(Referring expression data)
· · · · · · ·

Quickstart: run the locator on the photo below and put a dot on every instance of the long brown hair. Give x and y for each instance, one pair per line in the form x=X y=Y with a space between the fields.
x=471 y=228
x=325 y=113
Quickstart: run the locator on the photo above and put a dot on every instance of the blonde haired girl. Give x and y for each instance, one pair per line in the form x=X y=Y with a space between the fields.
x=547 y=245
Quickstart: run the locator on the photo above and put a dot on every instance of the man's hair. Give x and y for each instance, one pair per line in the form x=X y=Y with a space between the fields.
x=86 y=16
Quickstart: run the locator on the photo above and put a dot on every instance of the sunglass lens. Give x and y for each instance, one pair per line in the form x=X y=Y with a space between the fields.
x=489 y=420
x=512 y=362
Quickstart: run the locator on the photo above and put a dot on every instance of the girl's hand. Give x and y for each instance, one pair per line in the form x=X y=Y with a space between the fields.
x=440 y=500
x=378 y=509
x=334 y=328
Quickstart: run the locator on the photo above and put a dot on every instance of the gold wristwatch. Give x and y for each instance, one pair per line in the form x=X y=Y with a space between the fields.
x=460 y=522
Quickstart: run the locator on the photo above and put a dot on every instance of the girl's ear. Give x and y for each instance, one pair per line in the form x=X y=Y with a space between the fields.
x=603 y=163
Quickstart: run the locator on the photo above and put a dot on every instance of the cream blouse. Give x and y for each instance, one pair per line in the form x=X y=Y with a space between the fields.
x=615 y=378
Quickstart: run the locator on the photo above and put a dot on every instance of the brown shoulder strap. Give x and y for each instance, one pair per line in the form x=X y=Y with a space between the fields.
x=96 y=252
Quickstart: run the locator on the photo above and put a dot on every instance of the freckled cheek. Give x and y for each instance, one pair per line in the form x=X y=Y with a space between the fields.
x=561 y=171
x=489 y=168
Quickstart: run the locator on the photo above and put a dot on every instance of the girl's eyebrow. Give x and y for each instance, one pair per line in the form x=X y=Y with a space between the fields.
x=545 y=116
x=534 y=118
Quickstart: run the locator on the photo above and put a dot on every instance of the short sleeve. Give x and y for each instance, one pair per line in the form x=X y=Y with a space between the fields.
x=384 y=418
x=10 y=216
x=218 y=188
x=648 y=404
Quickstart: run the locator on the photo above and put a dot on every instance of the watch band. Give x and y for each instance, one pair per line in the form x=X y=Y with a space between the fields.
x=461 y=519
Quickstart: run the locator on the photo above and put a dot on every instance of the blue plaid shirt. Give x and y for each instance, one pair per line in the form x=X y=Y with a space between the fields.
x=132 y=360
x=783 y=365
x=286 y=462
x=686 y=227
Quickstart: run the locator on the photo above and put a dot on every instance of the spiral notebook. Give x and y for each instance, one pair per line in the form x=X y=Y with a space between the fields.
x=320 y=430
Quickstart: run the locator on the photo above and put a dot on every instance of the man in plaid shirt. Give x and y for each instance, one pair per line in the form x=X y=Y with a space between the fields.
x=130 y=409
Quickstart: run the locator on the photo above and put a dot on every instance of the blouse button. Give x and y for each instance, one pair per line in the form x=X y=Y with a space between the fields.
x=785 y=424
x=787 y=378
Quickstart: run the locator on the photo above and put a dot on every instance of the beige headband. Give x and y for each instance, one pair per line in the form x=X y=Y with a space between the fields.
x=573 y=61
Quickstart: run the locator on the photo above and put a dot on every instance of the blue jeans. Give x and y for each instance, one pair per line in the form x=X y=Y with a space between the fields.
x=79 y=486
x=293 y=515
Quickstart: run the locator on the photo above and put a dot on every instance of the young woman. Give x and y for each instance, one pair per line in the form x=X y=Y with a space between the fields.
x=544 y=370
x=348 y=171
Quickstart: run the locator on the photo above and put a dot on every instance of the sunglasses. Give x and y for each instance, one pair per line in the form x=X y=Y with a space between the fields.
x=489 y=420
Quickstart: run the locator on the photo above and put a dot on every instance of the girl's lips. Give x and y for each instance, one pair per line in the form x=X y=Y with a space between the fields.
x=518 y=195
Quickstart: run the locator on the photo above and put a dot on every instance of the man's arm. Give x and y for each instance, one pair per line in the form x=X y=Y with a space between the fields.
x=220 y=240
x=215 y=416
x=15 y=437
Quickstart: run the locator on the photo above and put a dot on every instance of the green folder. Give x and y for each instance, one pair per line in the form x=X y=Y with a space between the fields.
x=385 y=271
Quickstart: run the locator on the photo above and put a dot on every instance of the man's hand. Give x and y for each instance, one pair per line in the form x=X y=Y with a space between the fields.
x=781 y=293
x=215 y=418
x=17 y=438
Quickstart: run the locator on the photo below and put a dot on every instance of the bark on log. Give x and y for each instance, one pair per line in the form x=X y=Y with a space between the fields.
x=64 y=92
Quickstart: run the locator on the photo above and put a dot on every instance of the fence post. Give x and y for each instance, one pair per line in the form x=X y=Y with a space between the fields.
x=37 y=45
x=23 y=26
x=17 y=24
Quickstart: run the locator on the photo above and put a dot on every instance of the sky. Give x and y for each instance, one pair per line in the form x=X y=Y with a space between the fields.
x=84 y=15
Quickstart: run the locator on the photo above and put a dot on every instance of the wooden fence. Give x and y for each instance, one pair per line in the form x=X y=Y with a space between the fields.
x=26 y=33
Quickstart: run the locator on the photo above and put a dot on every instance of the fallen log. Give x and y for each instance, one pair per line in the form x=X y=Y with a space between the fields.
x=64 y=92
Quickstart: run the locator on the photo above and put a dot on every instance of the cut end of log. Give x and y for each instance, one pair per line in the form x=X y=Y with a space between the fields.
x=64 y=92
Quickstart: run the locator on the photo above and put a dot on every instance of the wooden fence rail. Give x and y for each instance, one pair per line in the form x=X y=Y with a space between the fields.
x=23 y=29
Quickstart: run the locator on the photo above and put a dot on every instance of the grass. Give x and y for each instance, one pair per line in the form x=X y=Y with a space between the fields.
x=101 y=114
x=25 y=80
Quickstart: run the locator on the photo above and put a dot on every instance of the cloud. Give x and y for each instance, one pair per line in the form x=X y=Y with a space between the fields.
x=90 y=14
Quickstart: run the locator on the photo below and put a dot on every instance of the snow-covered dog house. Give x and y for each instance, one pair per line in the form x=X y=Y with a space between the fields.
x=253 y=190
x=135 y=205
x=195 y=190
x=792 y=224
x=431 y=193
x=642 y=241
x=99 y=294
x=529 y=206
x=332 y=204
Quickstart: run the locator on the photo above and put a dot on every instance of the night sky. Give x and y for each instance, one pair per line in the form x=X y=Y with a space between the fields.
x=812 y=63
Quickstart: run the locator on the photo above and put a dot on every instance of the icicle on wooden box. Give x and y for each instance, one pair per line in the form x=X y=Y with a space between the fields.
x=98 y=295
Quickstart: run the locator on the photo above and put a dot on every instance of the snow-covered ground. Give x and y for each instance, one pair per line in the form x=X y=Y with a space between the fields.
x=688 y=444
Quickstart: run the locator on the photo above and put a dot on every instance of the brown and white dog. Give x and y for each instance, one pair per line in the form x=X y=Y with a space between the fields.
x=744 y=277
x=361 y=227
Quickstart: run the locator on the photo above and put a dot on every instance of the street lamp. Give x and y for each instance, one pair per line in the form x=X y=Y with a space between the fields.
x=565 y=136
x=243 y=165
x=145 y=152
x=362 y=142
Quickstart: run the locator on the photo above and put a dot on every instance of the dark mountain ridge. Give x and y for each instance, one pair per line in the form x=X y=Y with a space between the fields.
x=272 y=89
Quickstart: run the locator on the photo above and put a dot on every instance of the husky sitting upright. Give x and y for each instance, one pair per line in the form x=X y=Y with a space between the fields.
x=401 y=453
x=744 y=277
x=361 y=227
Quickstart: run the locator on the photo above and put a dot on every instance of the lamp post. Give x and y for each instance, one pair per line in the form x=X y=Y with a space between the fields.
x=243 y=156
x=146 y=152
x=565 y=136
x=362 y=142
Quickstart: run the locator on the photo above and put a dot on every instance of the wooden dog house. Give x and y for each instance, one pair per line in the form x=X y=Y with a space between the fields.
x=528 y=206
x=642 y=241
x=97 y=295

· · · · · · ·

→ **Problem requirements**: In the answer, include exactly the lines from the line containing "of the lamp" through the end of the data, and nothing else.

→ **Answer**:
Quickstart: run the locator on the photo above and put a dot on every instance of the lamp post. Give x and y for each instance, one pair per line in the form x=X y=Y with a space between the fields.
x=243 y=156
x=146 y=152
x=565 y=136
x=362 y=142
Quickstart: run the locator on the photo above and put a dot on every instance of the wooden dog house. Give x and y for each instance, one pair per line in the form x=X y=Y with a space between the fields.
x=528 y=206
x=642 y=241
x=97 y=295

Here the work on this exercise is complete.